-- SUPPLIED DATA follows --

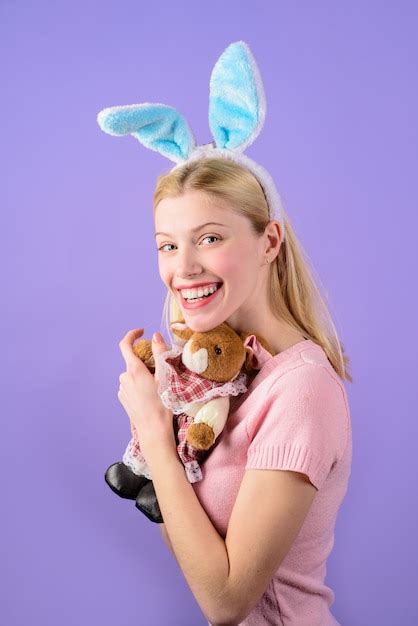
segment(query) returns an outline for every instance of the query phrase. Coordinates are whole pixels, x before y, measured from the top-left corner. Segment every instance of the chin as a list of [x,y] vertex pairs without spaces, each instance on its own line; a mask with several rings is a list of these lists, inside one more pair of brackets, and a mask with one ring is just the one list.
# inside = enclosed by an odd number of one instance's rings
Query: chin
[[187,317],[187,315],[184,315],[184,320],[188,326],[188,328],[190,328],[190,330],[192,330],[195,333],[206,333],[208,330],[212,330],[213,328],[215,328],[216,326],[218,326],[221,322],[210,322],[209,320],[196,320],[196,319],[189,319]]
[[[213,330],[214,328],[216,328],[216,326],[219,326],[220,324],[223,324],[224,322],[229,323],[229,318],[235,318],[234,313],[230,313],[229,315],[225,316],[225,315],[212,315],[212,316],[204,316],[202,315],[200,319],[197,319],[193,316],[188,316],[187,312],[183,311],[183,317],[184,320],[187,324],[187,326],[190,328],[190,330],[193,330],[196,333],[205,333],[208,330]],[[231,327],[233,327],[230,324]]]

-- SUPPLIED DATA concluded --
-- SUPPLIED DATA follows --

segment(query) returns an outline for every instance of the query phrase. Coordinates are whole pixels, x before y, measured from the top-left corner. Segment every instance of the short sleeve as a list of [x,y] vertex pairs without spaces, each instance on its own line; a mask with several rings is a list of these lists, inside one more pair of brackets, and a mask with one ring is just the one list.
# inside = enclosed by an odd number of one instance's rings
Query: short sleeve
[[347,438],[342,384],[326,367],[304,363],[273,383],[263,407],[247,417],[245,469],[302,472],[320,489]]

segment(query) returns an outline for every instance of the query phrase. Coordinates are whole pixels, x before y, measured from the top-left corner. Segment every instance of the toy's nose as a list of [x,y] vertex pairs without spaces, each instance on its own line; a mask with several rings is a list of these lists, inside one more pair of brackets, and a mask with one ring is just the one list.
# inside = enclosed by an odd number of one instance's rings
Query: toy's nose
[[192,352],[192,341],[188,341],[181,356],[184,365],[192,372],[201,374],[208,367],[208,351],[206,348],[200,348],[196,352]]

-- SUPPLIED DATA concluded --
-- SUPPLIED DATA follows --

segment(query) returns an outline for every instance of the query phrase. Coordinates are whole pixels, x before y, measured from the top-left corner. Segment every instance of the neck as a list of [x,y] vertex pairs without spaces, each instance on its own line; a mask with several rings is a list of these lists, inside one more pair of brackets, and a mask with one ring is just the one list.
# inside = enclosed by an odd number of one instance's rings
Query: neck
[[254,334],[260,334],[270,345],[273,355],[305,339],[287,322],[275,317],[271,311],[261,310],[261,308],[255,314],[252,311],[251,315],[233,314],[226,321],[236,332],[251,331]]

-- SUPPLIED DATA concluded --

_PROBLEM TO SOLVE:_ Only a number belongs in the answer: state how many lines of the entries above hold "from".

_OUTPUT:_ 4